Find every line below that contains the string "short", matching case exactly, and copy each of those lines.

++++ Information given

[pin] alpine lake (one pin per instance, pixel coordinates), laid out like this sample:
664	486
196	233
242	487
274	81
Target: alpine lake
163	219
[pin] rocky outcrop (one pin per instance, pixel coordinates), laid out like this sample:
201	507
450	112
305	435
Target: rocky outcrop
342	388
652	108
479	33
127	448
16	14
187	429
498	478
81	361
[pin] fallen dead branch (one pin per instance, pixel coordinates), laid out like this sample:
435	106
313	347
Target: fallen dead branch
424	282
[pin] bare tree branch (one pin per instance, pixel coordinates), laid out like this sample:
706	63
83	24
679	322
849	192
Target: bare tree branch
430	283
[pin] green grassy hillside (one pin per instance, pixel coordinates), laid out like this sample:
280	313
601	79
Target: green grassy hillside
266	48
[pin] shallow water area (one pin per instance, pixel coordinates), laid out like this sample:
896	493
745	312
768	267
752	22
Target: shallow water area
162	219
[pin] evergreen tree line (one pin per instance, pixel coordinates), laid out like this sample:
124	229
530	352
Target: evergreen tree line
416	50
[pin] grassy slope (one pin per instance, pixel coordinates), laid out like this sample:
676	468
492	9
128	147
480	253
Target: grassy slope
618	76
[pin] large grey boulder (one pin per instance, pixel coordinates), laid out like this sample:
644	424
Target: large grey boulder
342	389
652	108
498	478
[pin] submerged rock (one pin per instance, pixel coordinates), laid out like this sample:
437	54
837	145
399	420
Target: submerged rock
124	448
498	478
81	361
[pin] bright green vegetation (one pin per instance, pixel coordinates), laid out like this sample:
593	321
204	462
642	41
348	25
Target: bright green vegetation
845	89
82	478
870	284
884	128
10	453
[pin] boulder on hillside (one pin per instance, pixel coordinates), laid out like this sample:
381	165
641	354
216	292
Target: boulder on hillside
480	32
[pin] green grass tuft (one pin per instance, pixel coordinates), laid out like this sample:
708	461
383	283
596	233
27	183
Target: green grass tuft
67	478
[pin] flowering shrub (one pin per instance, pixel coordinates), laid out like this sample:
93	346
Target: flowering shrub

++++++++
++++ Information given

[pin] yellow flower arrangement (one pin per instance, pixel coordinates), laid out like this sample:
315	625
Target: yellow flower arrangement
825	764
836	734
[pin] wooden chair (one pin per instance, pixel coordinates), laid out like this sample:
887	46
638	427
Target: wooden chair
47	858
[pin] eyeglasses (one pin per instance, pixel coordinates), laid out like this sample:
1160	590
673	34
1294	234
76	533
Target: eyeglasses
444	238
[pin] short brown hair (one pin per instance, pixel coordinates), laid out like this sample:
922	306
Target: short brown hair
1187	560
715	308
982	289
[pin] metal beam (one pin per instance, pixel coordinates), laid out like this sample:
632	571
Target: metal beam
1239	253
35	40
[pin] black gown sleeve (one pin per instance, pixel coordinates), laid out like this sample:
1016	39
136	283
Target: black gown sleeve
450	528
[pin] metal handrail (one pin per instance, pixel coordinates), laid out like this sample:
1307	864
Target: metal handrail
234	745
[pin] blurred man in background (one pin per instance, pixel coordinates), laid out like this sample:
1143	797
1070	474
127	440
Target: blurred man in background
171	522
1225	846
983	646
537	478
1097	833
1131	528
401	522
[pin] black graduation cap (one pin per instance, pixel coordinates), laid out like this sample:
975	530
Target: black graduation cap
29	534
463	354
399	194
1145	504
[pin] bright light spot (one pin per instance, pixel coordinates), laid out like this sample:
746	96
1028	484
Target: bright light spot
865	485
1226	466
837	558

++++++++

> **Solution for this problem**:
[pin] short brown hair (one pin per instance, pixel coordinates), laid out like this sample:
Target: short brown hair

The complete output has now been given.